EXCERPT PROVIDED:
Lenihan v. Boston & Maine Railroad

260 Mass. 28 | Mass. | 1927

Carroll, J.

This is an action to recover for the conscious suffering and death of the plaintiff’s intestate, Michael Lenihan, who was three years and six months old when he *30was killed by a train of the defendant on a highway grade crossing.

In the first count the plaintiff alleged, in effect, that the intestate, while travelling on the highway, crossing the defendant’s tracks, was struck and killed by the engine and .cars of the defendant, by reason of its negligence in operating the railroad and by reason of the carelessness of the defendant’s servants while engaged in its business. The second count is to recover for conscious suffering. The answer to these counts alleged that the death and conscious suffering of Michael Lenihan were due to his carelessness or the carelessness of the person in whose charge he was. The third count is based on G. L. c. 160, § 232, the plaintiff contending that the statutory signals required by G. L. c. 160, § 138, were not given. At the close of the evidence, a verdict for the defendant on the first and second counts was ordered on the ground that Mrs. Lenihan, who at the time of the accident had the custody of the child, was guilty of contributory negligence. The plaintiff excepted to this ruling. The defendant’s motion for a directed verdict under the third count was denied. On this count the jury found for the plaintiff and the defendant excepted. We will first consider the defendant’s exceptions.

G. L. c. 160, § 138, requires every railroad corporation to place on each locomotive engine a bell and whistle, such bell to be rung or “at least three separate and distinct blasts of such whistle sounded at the distance of at least eighty rods from the place where the railroad crosses upon the same level any public way . . . [and] such bell shall be rung or such whistle sounded continuously or alternately until the engine has crossed such way.” The sounding of the whistle was dispensed with at this particular crossing under the authority given in G. L. c. 160, § 139.

SHORT TASK 1:
Answer these questions using the opinion above.
(a) How old was Michael Lenihan when he was killed?
(b) On which count did the jury find for the plaintiff?
(c) Under G. L. c. 160, § 138, at what distance from the crossing must the whistle blasts be sounded?
SHORT TASK 2: Copy the passage of the opinion from "G. L. c. 160, § 138, requires" to "160, § 139.", word for word.

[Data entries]
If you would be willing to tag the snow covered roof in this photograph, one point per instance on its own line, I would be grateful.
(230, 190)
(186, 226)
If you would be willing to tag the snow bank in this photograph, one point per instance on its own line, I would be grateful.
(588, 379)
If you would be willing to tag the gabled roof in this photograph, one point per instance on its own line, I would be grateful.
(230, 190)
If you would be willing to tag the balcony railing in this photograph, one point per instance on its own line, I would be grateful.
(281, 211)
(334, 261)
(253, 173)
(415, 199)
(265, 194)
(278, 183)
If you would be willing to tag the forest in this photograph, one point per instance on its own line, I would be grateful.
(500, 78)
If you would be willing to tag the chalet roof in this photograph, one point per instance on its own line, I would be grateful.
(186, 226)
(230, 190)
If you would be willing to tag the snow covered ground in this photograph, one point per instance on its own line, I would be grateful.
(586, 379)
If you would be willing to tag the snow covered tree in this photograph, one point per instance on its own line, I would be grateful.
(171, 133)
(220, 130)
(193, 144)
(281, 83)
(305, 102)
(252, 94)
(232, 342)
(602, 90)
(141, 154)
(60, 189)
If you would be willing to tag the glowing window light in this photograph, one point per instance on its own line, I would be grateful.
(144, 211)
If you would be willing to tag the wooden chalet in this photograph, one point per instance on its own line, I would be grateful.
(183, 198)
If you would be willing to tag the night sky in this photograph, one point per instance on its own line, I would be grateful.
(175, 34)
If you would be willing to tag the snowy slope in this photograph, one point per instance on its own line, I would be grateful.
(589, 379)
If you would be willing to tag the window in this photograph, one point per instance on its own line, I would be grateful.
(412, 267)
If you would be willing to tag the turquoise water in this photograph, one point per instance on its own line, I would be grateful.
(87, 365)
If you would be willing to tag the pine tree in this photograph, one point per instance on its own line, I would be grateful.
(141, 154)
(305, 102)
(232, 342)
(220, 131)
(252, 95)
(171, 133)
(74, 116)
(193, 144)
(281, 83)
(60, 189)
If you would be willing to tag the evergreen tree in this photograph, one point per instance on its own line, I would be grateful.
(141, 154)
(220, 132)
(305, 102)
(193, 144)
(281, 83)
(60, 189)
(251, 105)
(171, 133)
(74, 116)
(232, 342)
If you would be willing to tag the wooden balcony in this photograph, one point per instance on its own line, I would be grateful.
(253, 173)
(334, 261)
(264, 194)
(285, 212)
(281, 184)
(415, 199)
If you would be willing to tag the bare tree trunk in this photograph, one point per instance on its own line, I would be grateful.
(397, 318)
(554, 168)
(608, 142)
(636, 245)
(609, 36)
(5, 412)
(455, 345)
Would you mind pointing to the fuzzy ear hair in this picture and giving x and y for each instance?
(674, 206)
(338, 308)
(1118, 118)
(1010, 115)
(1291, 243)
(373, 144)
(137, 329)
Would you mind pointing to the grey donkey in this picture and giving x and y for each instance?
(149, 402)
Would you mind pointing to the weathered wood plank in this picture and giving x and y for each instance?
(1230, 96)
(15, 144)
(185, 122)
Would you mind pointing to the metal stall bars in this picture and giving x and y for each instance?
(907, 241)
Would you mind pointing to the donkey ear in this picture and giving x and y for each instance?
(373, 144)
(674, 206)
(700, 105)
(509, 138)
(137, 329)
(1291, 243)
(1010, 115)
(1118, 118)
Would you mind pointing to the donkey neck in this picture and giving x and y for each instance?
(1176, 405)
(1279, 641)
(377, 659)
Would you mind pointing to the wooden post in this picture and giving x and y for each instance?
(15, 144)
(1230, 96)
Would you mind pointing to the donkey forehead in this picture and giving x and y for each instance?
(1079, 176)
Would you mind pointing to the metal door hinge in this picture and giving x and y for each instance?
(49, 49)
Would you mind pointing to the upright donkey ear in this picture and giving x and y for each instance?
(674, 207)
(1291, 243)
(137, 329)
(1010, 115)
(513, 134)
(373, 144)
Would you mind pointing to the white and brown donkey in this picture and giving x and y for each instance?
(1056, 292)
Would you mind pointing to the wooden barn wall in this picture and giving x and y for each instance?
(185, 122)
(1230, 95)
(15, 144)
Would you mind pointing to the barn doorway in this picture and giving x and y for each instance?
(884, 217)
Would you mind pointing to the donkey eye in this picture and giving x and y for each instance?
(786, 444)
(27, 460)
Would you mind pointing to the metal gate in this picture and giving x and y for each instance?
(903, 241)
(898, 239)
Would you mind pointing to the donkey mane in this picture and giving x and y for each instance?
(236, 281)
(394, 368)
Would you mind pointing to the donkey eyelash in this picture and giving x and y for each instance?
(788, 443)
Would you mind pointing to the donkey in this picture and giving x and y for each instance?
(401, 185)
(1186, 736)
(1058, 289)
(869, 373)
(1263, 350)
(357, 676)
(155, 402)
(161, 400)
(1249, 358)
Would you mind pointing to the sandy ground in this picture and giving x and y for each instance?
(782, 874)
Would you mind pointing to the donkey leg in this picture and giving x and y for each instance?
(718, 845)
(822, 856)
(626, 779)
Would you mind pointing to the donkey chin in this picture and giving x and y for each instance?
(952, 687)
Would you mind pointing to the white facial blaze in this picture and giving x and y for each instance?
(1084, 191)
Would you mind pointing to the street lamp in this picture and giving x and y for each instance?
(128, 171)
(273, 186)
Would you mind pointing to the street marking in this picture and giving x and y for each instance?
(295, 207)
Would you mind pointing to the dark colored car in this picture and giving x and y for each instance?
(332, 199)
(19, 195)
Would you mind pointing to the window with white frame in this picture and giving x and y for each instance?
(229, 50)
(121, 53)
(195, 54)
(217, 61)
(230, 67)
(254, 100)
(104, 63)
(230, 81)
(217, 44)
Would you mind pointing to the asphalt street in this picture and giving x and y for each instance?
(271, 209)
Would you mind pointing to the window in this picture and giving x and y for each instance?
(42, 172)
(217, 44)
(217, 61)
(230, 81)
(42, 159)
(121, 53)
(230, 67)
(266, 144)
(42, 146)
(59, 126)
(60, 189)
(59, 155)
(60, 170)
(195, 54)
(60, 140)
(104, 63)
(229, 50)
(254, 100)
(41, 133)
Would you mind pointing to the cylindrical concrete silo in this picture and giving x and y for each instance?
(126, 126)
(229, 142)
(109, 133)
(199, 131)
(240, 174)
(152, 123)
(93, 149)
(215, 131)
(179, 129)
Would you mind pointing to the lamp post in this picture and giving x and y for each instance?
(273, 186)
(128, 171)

WORKED ANSWER 1:
(a) Three years and six months old.
(b) The third count.
(c) At least eighty rods from the place where the railroad crosses the public way.

WORKED ANSWER 2:
G. L. c. 160, § 138, requires every railroad corporation to place on each locomotive engine a bell and whistle, such bell to be rung or “at least three separate and distinct blasts of such whistle sounded at the distance of at least eighty rods from the place where the railroad crosses upon the same level any public way . . . [and] such bell shall be rung or such whistle sounded continuously or alternately until the engine has crossed such way.” The sounding of the whistle was dispensed with at this particular crossing under the authority given in G. L. c. 160, § 139.